▶ _CHALLENGE_
Please show every line of the material below that contains the word "meat".

──────── INPUT

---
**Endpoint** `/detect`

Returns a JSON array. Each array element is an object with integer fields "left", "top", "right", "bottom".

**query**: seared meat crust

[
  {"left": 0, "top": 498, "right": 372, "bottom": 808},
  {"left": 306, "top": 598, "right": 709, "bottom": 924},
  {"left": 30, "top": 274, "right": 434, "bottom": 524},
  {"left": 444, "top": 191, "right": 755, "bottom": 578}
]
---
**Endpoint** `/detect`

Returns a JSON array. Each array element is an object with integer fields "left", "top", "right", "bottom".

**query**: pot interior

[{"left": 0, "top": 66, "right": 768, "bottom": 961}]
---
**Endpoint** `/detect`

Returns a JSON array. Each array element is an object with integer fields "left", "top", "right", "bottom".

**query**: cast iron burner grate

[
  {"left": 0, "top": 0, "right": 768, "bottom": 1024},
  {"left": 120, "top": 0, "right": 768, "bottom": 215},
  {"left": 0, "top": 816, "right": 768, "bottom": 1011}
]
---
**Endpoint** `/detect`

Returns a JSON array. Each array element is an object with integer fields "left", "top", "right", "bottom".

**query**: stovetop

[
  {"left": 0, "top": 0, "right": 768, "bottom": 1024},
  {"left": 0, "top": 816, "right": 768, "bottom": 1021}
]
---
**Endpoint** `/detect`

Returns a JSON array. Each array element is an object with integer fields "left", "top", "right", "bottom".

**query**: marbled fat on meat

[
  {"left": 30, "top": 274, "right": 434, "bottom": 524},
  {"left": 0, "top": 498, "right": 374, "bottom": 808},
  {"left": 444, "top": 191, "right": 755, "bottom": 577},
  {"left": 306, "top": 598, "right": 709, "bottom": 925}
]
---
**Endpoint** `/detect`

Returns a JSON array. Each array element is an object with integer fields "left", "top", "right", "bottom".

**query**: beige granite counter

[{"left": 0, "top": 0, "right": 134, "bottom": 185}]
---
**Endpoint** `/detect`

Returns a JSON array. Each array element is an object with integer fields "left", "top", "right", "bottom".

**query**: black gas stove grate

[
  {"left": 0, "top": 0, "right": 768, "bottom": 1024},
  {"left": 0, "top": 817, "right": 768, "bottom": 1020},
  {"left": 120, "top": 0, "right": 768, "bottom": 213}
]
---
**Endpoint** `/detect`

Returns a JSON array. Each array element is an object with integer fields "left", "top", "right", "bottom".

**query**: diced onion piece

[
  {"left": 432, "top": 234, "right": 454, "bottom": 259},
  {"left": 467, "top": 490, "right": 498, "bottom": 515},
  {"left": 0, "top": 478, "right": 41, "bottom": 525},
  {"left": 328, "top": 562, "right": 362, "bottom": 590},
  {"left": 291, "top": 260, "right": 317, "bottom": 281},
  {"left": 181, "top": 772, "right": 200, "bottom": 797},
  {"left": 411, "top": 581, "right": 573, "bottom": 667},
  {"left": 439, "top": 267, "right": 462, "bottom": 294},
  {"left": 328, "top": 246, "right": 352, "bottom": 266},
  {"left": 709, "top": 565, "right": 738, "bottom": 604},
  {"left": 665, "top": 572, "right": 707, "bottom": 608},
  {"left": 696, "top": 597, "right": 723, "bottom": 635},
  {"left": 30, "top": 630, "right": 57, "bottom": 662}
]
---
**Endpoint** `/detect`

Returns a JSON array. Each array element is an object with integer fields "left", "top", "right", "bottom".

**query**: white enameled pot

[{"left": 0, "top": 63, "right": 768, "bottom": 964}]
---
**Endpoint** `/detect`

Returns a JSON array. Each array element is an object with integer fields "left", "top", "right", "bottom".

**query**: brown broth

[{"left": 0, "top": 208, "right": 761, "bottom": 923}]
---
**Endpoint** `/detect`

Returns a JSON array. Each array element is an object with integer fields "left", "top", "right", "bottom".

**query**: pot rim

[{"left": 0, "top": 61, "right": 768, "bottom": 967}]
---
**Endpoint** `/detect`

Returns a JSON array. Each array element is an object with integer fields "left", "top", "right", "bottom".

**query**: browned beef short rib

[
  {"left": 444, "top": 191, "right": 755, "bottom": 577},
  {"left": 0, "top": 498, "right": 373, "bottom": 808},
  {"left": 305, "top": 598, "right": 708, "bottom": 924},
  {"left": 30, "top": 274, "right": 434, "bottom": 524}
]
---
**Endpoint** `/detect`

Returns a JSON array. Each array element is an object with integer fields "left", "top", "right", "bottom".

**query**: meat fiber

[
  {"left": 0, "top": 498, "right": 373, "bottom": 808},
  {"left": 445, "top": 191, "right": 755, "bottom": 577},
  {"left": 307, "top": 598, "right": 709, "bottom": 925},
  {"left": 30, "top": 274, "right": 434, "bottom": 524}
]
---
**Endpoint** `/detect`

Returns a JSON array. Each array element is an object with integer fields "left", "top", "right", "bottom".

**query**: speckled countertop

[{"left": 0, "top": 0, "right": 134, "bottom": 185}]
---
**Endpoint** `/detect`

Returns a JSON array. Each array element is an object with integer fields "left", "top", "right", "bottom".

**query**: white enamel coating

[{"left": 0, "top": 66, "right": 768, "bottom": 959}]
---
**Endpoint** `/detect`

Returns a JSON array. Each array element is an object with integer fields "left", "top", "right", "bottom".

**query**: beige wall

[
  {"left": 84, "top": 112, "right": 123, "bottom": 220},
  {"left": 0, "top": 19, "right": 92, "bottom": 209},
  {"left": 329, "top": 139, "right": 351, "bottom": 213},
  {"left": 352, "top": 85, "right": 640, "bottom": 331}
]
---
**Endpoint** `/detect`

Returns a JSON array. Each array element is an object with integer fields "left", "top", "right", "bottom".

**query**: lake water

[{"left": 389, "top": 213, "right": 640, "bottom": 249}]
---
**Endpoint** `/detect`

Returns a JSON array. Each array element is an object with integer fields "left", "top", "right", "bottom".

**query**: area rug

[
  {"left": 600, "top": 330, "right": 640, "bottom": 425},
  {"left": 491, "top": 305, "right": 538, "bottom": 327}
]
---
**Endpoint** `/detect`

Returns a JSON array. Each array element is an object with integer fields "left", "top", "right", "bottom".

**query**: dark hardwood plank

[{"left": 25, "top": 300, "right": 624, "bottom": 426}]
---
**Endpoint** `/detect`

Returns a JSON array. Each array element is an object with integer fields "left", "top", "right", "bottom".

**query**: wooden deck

────────────────

▶ _RESULT OF THIS EXERCISE_
**query**: seared meat crust
**query**: marbled fat on meat
**query**: meat fiber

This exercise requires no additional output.